▶ _Extract provided_

Aaron Gash/Associated Press

The Riskiest 2021-22 MLB Free Agents Still on the Board

Zachary D. Rymer

If we were to make a completely honest, no-nonsense list of risky players left on the 2021-22 free-agent market, it would simply read "all of them."

But whereas no free agent is ever devoid of risk, some are always going to require a greater leap of faith than others. And right now, we see at least seven we haven't yet talked about.

It would be 10 if we hadn't already covered the respective downsides of Kris Bryant, Nick Castellanos and Trevor Story, but we did. As for what makes the seven guys on our radar also risky in their own right, it's a variety of things. Contract demands. Age. Injury history. Consistency. You name it.

Since this complicates how to rank them, we'll simply hit them in alphabetical order.

▶ _Data records_
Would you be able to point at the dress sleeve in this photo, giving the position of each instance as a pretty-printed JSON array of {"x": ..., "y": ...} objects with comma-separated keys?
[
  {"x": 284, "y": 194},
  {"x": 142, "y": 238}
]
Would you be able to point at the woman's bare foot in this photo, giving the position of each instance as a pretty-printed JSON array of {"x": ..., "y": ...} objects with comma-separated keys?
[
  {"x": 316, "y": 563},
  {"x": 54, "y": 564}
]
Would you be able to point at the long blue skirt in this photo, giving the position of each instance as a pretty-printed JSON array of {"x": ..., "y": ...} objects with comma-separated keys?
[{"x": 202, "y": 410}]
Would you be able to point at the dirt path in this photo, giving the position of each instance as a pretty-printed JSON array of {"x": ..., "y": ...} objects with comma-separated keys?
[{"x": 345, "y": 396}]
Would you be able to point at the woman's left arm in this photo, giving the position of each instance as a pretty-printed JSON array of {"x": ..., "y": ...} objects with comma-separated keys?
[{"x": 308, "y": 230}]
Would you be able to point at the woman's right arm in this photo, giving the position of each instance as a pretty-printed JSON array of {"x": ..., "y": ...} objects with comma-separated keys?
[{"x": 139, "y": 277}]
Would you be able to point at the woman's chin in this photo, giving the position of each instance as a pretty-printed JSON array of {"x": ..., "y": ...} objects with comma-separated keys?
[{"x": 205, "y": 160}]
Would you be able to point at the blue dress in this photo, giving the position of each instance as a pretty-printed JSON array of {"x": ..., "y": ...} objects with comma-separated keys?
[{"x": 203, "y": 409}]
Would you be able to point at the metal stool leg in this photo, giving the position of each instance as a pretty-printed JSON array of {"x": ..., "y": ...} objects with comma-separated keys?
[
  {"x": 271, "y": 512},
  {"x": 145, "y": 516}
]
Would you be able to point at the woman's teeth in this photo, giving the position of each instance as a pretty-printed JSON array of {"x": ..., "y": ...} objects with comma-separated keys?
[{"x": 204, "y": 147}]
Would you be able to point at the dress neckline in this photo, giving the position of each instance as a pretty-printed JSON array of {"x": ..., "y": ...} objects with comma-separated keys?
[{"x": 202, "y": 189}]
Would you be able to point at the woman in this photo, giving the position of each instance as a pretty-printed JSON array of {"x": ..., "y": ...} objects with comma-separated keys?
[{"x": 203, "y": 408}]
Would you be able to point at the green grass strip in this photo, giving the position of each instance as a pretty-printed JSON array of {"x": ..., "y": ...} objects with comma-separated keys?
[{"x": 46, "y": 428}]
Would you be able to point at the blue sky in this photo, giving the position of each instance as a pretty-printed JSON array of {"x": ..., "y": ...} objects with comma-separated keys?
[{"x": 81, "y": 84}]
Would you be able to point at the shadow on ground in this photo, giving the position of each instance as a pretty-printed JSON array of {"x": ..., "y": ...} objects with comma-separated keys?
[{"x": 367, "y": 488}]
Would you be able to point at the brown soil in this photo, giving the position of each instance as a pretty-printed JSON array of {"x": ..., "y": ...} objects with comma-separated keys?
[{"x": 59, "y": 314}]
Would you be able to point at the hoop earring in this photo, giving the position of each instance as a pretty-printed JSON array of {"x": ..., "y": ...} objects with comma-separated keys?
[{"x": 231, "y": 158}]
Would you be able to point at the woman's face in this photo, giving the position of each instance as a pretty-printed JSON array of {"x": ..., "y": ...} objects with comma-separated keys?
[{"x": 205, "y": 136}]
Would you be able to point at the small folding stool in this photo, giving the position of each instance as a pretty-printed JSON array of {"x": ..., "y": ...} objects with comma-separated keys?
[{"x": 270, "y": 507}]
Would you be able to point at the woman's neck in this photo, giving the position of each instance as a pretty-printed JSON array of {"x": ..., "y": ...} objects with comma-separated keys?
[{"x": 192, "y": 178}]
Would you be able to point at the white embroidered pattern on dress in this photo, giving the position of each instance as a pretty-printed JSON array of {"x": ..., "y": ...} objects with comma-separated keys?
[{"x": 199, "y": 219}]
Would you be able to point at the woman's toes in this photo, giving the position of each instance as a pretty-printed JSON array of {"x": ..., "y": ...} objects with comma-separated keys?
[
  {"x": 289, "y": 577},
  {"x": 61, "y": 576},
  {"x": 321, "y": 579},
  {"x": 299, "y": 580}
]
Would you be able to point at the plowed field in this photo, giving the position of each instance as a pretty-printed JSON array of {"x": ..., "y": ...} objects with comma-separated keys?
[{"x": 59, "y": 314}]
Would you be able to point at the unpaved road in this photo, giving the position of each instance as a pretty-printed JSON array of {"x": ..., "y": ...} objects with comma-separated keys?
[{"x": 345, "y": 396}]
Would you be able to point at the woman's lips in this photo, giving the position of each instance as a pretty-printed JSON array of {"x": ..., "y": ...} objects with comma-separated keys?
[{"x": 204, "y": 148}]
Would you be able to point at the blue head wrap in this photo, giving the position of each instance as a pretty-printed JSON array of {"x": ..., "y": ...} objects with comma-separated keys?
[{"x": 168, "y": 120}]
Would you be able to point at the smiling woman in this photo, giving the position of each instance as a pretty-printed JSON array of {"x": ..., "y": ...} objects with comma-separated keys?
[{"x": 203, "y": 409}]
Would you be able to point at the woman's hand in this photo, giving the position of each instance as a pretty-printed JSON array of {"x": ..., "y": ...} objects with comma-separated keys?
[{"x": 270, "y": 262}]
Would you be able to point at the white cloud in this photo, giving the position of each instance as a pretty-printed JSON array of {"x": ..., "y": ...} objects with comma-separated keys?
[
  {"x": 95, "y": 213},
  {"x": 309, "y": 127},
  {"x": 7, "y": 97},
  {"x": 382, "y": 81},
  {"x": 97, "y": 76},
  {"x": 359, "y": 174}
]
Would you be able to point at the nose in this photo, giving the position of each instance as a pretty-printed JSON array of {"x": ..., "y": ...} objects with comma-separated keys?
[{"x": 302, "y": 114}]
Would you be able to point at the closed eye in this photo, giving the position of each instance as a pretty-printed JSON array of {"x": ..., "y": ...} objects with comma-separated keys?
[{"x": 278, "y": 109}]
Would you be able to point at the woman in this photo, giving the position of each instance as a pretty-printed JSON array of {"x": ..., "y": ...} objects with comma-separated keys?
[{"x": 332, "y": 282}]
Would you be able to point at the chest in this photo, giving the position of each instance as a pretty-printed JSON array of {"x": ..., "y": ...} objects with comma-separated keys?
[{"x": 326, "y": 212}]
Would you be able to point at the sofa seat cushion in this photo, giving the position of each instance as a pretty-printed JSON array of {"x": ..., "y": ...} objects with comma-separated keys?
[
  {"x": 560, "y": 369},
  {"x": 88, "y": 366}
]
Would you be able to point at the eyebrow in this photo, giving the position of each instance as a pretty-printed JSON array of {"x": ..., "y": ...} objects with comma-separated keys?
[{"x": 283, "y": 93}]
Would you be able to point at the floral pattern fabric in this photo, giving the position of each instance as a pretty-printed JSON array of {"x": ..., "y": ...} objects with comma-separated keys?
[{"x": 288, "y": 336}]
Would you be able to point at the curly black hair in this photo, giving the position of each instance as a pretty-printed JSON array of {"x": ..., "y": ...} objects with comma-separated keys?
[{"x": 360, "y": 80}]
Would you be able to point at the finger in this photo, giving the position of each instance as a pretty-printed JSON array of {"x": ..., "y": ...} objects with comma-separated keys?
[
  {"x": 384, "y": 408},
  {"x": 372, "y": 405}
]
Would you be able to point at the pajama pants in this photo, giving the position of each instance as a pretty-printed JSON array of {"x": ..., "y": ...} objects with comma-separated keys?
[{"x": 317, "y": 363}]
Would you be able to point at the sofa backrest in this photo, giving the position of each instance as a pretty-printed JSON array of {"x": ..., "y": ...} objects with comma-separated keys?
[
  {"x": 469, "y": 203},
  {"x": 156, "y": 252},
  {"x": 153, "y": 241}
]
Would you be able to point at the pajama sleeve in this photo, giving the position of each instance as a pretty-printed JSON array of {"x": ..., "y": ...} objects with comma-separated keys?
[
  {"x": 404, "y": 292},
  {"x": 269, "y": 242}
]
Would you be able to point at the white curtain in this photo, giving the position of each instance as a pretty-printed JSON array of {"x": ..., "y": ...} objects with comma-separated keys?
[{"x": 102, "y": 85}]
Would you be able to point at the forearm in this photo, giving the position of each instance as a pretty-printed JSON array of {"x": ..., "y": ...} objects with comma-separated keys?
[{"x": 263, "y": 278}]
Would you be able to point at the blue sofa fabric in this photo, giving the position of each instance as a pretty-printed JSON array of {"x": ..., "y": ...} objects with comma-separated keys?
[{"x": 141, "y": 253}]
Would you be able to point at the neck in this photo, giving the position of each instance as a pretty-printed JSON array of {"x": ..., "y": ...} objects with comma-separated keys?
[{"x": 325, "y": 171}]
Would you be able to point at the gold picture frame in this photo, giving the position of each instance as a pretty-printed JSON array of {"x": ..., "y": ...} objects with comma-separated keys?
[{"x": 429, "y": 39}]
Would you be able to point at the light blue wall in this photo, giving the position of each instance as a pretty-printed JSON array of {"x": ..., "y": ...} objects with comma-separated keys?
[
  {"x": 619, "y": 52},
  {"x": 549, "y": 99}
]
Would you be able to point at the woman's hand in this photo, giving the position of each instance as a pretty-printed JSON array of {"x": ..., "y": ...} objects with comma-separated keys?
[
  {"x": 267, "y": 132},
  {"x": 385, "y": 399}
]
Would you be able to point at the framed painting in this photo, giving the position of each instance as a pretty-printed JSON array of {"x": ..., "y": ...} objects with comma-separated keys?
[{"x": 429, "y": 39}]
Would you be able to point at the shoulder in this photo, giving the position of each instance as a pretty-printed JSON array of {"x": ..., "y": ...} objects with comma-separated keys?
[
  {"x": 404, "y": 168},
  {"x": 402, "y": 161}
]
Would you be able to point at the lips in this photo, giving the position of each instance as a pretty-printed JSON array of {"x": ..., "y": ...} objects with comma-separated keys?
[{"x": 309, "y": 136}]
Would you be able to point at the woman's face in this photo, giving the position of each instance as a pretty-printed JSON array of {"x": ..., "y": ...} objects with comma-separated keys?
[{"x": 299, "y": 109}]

▶ _Actions to take_
- A) List the factors the MLB free-agent article names as making its seven players risky.
- B) Carry on the MLB free-agent article from its final sentence, in the same voice.
The data has no role in this work.

▶ _Answers for each item_
- A) Contract demands, age, injury history, consistency

- B)
SS Carlos Correa

Nam Y. Huh/Associated Press

2021 Stats: 148 G, 640 PA, 26 HR, 0 SB, .279 AVG, .366 OBP, .485 SLG, 131 OPS+, 7.2 rWAR

Age: 27

Why Carlos Correa? Because any player who signs for $300 million faces a tall task in living up to it, and that's where he figures to end up after Corey Seager's 10-year, $325 million pact with the Texas Rangers.

Baseball's $300 Million Club contains both success stories and cautionary tales. For the former, there's Bryce Harper and Manny Machado. For the latter, there's Giancarlo Stanton and arguably Mike Trout, Gerrit Cole and Francisco Lindor, who have backslid onto thin ice by way of injury and ability question marks.

It's easy to imagine how Correa would become a $300 million success story. He leads all shortstops in rWAR since 2015 for a reason, after all. Or rather two reasons, in that he's a Gold Glove-winning defender who's also been a well-above-average hitter to the tune of a 127 career OPS+.

Yet Correa has also fallen short of even a 100 OPS+ twice since 2018, in which span his xwOBA is barely in the top 70 among qualified hitters. He also has a crowded injury history for a guy his age. According to ESPN's Buster Olney, Correa's lower back is of particular concern.

Especially given the possibility that Correa's back and up-and-down production are related, any team that hands him a $300 million offer will do so with fingers crossed.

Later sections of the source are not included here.